### Goal
Can you reproduce every one of the following lines verbatim, without changing a single character?

### Information supplied
**********

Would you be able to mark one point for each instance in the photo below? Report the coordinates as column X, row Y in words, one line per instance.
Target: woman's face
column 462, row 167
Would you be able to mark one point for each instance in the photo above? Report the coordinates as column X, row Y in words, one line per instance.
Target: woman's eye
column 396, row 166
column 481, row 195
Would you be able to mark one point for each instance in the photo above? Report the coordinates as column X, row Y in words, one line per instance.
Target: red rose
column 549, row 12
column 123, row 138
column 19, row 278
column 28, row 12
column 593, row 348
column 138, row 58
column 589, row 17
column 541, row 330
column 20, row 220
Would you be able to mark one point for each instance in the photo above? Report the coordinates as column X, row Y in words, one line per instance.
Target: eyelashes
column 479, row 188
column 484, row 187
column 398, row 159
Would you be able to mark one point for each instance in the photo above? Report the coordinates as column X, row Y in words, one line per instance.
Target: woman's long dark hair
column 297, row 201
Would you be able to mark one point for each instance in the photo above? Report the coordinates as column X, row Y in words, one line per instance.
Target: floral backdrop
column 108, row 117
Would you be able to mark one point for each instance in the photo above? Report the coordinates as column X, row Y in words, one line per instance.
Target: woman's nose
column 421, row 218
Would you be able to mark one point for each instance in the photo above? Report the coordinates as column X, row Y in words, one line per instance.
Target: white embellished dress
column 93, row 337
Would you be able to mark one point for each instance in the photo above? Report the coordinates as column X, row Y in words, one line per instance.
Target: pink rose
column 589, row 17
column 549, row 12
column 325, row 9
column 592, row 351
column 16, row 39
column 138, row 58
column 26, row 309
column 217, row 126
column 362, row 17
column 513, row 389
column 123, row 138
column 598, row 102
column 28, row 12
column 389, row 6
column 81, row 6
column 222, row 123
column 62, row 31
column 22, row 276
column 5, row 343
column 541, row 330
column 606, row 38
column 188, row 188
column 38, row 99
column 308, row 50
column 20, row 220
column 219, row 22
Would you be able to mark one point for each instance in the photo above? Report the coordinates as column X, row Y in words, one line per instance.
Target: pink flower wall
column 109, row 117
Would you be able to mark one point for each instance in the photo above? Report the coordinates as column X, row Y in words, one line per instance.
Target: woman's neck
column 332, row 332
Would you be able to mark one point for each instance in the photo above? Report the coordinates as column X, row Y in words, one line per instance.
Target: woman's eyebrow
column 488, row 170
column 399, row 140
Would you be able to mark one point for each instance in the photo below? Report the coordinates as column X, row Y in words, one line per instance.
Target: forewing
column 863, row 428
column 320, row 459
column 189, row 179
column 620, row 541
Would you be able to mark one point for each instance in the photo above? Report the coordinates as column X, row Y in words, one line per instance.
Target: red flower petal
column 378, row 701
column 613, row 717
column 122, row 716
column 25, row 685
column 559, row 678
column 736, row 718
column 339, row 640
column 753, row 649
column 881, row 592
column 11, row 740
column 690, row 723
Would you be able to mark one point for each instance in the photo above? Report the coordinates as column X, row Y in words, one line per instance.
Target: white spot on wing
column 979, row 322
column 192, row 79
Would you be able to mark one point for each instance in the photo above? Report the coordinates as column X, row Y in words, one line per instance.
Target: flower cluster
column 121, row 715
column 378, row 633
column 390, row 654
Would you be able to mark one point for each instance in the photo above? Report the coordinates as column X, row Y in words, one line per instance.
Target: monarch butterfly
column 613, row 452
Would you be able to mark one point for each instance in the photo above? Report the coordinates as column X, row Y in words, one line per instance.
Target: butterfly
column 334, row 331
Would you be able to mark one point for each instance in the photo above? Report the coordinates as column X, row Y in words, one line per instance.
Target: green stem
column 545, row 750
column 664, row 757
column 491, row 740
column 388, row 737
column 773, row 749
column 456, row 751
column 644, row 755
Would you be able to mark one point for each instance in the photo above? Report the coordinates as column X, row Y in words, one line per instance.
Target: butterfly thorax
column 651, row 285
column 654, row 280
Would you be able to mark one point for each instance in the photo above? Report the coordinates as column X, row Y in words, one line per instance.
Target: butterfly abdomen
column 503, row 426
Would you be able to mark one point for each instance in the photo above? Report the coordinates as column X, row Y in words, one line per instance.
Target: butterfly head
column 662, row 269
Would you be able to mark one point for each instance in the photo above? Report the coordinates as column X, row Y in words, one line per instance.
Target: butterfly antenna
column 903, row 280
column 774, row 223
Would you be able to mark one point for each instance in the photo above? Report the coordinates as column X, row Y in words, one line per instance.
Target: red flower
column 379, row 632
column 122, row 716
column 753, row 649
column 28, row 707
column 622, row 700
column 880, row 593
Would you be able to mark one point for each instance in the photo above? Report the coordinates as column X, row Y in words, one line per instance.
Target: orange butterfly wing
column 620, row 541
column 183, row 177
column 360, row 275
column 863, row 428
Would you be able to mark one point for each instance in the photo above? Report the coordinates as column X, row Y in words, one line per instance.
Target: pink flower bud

**********

### Final result
Would you be able to mark one point for each instance in the photo below? Report the coordinates as column X, row Y in words, one line per instance.
Target: woman's face
column 462, row 167
Would you be able to mark one point for each instance in the photo above? Report the coordinates as column X, row Y in words, one line per instance.
Target: woman's eye
column 396, row 166
column 481, row 195
Would you be able to mark one point for each instance in the photo above? Report the coordinates as column X, row Y in words, one line per instance.
Target: red rose
column 549, row 12
column 123, row 138
column 19, row 278
column 28, row 12
column 593, row 348
column 138, row 58
column 589, row 17
column 541, row 330
column 20, row 220
Would you be able to mark one point for each instance in the photo above? Report the coordinates as column X, row Y in words, one line per instance.
Target: eyelashes
column 479, row 188
column 484, row 187
column 398, row 159
Would you be able to mark one point for each instance in the photo above? Report the coordinates as column X, row Y in words, one line per instance.
Target: woman's long dark hair
column 297, row 201
Would you be able to mark one point for each instance in the photo above? Report the coordinates as column X, row Y in words, one line per instance.
Target: floral backdrop
column 108, row 117
Would you be able to mark one point for each instance in the photo above? Report the coordinates as column X, row Y in words, one line per instance.
Target: woman's nose
column 421, row 218
Would you be able to mark one point for each instance in the photo above? Report the coordinates as column X, row Y in words, one line per instance.
Target: white embellished dress
column 93, row 337
Would you be able to mark one point for each instance in the photo above? Report the coordinates as column X, row Y in words, one line per instance.
Target: pink rose
column 589, row 17
column 549, row 12
column 325, row 9
column 592, row 351
column 16, row 39
column 138, row 58
column 26, row 309
column 217, row 126
column 362, row 17
column 513, row 389
column 123, row 138
column 598, row 102
column 28, row 12
column 389, row 6
column 81, row 6
column 222, row 123
column 62, row 31
column 22, row 276
column 5, row 343
column 541, row 330
column 606, row 38
column 188, row 188
column 38, row 99
column 308, row 50
column 20, row 220
column 219, row 22
Would you be able to mark one point for each instance in the photo above? Report the coordinates as column X, row Y in words, one line per instance.
Target: pink flower wall
column 109, row 117
Would you be able to mark one point for each instance in the photo above? Report the coordinates as column X, row Y in words, one line per instance.
Target: woman's neck
column 332, row 332
Would you be able to mark one point for each instance in the photo above? Report the coordinates as column X, row Y in words, one line per instance.
Target: woman's eyebrow
column 488, row 170
column 399, row 140
Would you be able to mark one point for each instance in the photo below? Report the coordinates as column X, row Y in words, one line per instance.
Target: forewing
column 863, row 428
column 320, row 459
column 189, row 179
column 620, row 541
Would you be able to mark one point for each instance in the photo above? Report the coordinates as column X, row Y in words, one line per instance.
Target: red flower petal
column 378, row 701
column 613, row 717
column 122, row 716
column 25, row 685
column 559, row 678
column 736, row 718
column 339, row 640
column 753, row 649
column 881, row 592
column 11, row 740
column 690, row 723
Would you be able to mark one point for each instance in the photo above? Report the coordinates as column X, row Y in words, one line per instance.
Target: white spot on wing
column 979, row 322
column 192, row 79
Would you be able to mark one point for each instance in the photo above? Report the coordinates as column X, row Y in words, one line per instance.
Target: flower cluster
column 121, row 715
column 378, row 633
column 390, row 654
Would you be able to mark one point for each instance in the photo above? Report the coordinates as column X, row Y in words, one line per instance.
Target: monarch butterfly
column 613, row 452
Would you be able to mark one point for each instance in the photo above? Report the coordinates as column X, row Y in words, one line per instance.
Target: butterfly
column 334, row 331
Would you be able to mark one point for each instance in the photo above? Report the coordinates as column X, row Y in words, one line per instance.
Target: green stem
column 545, row 750
column 664, row 757
column 491, row 740
column 388, row 737
column 773, row 749
column 456, row 751
column 644, row 755
Would you be able to mark one point for each instance in the photo above? Report the coordinates as column X, row Y in words, one line per instance.
Target: butterfly thorax
column 651, row 285
column 654, row 280
Would you be able to mark one point for each instance in the photo above? Report the coordinates as column X, row Y in words, one line per instance.
Target: butterfly abdomen
column 503, row 426
Would you be able to mark one point for each instance in the photo above? Report the coordinates as column X, row Y in words, one line per instance.
Target: butterfly head
column 662, row 269
Would you be able to mark one point for each instance in the photo above? Report the coordinates as column X, row Y in words, one line per instance.
Target: butterfly antenna
column 903, row 280
column 774, row 223
Would you be able to mark one point for each instance in the photo above? Report the coordinates as column X, row Y in words, one line per instance.
Target: red flower
column 379, row 632
column 122, row 716
column 753, row 649
column 28, row 707
column 622, row 700
column 880, row 593
Would you be able to mark one point for each instance in the photo above? Report the coordinates as column X, row Y in words, one line per instance.
Target: orange butterfly wing
column 620, row 541
column 183, row 177
column 360, row 275
column 863, row 428
Would you be able to mark one point for each instance in the photo above? Report the coordinates as column X, row Y in words, one line per instance.
Target: pink flower bud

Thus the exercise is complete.